◆ **Reading text**
Today I am at home, theoretically packing my van in order to start moving house at 10am. What this actually means, of course, is that I’m enjoying the chance to still be in my bedroom at 8:30am with a cup of tea and the science news, including this super interesting story.
A collaboration of scientists from Edinburgh, Cambridge, Cork, Utah and Seattle funded by the BBSRC have discovered firstly that the flu virus has one more gene than they were expecting, and secondly that the allelic differences in this gene control how the host (i.e. you and me) respond to contracting the virus. Now you may be thinking ‘The influenza A virus genome is only 14000 bases long! [because you’re a massive geek like me and know things like that…] How can it possibly a) code for 13 genes in the first place and b) have a spare one hiding that nobody has noticed?!”

◆ **Exercise description**
Extend the post about the extra influenza gene, picking up right after its final sentence. None of the lines that come next have any bearing on this.

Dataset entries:
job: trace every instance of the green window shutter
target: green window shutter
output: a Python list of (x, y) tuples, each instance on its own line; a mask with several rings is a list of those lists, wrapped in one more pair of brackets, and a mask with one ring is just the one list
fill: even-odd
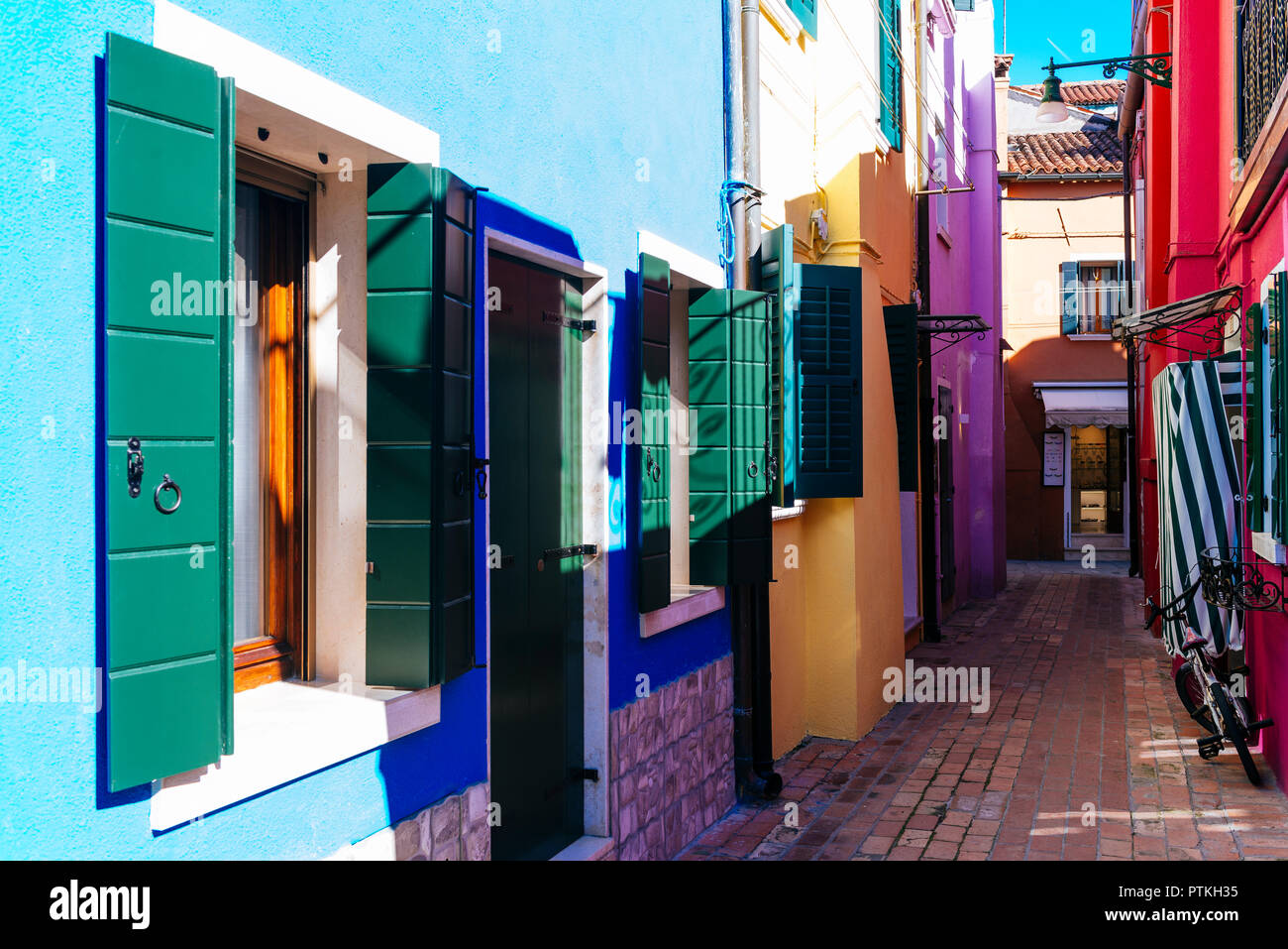
[(474, 190), (367, 169), (367, 683), (474, 665)]
[[(232, 752), (232, 311), (205, 288), (232, 277), (233, 88), (115, 34), (106, 72), (106, 714), (121, 790)], [(204, 288), (201, 312), (182, 312), (176, 280)], [(167, 476), (182, 500), (160, 490)]]
[(899, 490), (917, 490), (917, 307), (884, 307), (890, 386), (899, 432)]
[(1060, 333), (1065, 337), (1078, 331), (1078, 264), (1065, 260), (1060, 264)]
[[(1271, 498), (1270, 505), (1274, 512), (1271, 531), (1276, 540), (1283, 543), (1288, 536), (1288, 459), (1284, 450), (1288, 447), (1288, 437), (1284, 433), (1284, 397), (1288, 395), (1288, 275), (1275, 273), (1274, 289), (1269, 300), (1270, 328), (1267, 339), (1271, 340), (1273, 361), (1271, 371), (1274, 380), (1270, 387), (1270, 432), (1274, 437), (1274, 458), (1267, 462), (1274, 465), (1270, 473)], [(1273, 335), (1269, 335), (1273, 334)]]
[(903, 150), (903, 62), (899, 59), (899, 0), (877, 0), (881, 70), (881, 134)]
[(639, 260), (640, 504), (639, 611), (671, 602), (671, 264)]
[(796, 14), (801, 22), (801, 28), (818, 39), (818, 0), (787, 0), (787, 9)]
[(801, 264), (796, 496), (863, 496), (863, 271)]
[(772, 579), (769, 306), (750, 290), (689, 295), (689, 582)]
[(1265, 411), (1269, 402), (1262, 393), (1262, 379), (1265, 378), (1261, 361), (1266, 357), (1266, 326), (1261, 315), (1261, 303), (1253, 303), (1244, 313), (1245, 325), (1252, 328), (1252, 366), (1248, 373), (1248, 384), (1252, 388), (1248, 418), (1244, 424), (1244, 437), (1248, 440), (1251, 451), (1248, 453), (1248, 527), (1253, 531), (1264, 531), (1266, 523), (1266, 485), (1262, 472), (1265, 472), (1266, 450), (1262, 438), (1265, 437)]
[(769, 446), (773, 500), (796, 503), (796, 273), (792, 226), (764, 235), (756, 260), (769, 303)]

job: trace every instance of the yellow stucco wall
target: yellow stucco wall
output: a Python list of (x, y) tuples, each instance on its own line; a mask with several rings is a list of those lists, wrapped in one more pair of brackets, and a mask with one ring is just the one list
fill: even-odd
[[(863, 496), (813, 499), (802, 514), (774, 523), (775, 756), (806, 735), (867, 734), (889, 710), (882, 672), (902, 667), (904, 655), (898, 436), (882, 306), (907, 302), (913, 286), (914, 168), (904, 153), (882, 153), (876, 130), (877, 97), (863, 62), (873, 61), (863, 57), (876, 43), (871, 8), (819, 6), (818, 43), (788, 41), (772, 23), (761, 28), (764, 224), (793, 226), (799, 263), (863, 268)], [(838, 75), (860, 81), (840, 88)], [(810, 230), (815, 208), (827, 211), (826, 242)]]

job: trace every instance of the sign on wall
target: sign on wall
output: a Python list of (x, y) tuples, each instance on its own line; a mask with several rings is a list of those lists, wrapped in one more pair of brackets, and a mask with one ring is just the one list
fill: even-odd
[(1064, 432), (1047, 432), (1042, 447), (1042, 484), (1059, 487), (1064, 485)]

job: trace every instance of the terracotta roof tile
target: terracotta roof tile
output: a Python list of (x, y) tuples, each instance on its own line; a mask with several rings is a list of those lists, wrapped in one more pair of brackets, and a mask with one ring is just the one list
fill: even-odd
[[(1020, 92), (1032, 95), (1042, 94), (1042, 85), (1016, 85)], [(1121, 79), (1092, 80), (1090, 83), (1061, 83), (1060, 95), (1065, 104), (1081, 106), (1083, 108), (1096, 108), (1103, 106), (1117, 106), (1127, 90), (1127, 84)]]
[(1112, 129), (1009, 135), (1006, 164), (1019, 174), (1121, 173), (1122, 144)]

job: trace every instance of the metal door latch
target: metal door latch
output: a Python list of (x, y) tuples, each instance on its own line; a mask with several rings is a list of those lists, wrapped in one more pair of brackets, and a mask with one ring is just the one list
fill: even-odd
[(598, 557), (598, 544), (576, 544), (574, 547), (551, 547), (542, 552), (541, 560), (564, 560), (567, 557)]
[(595, 331), (594, 320), (573, 320), (569, 316), (563, 316), (562, 313), (551, 313), (550, 311), (544, 311), (541, 313), (541, 321), (553, 322), (558, 326), (567, 326), (571, 330), (581, 330), (582, 333)]
[(143, 450), (138, 436), (125, 444), (125, 481), (131, 498), (143, 493)]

◆ **Response to this exercise**
There are two ways in which a gene can be hidden in plain sight. The first is called alternative splicing and doesn’t really give you a new gene per se but can still change the biochemistry of a cell quite drastically. Genes don’t actually come in one big block. They are broken up in pieces called exons and split up in the genome separated by similar-sized pieces of non-coding DNA called introns. When it’s time to make a protein, the entire sequence is transcribed (copied) and the introns are then spliced (cut) out. Typically a gene might have around 5 exons (although some have any more – the one I work with has 14!) but sometimes there are exons that can be added in or left out depending on the final protein being made.
The second kind of gene hiding is by using a different reading frame. The genetic code is made up of 4 bases or “letters”, which together have to code for some 20 different amino acids, plus start and stop codons. 4 letters is clearly not enough, and nor are 16 2-letter combinations, so the actual code is made up of triplet codons of three letters, with some amino acids being coded for by several different codons. This means that any particular string of letters can be read in three different ways. AAG GGC GAG TCA AGG TCC TTT would be read as KGESRSF (or Lysine, Glycine, Glutamic Acid, Serine, Arginine, Serine, Phenylalanine) but AGG GCG AGT CAA GGT CCT TTC would be read as RASQGPF – a completely different code, just by moving a single base to the right. What’s happened in the virus is sort of a combination of these two effects. The newly discovered gene is a combination of the viral PA protein with an alternative C-terminal ending. Pretty cool, huh?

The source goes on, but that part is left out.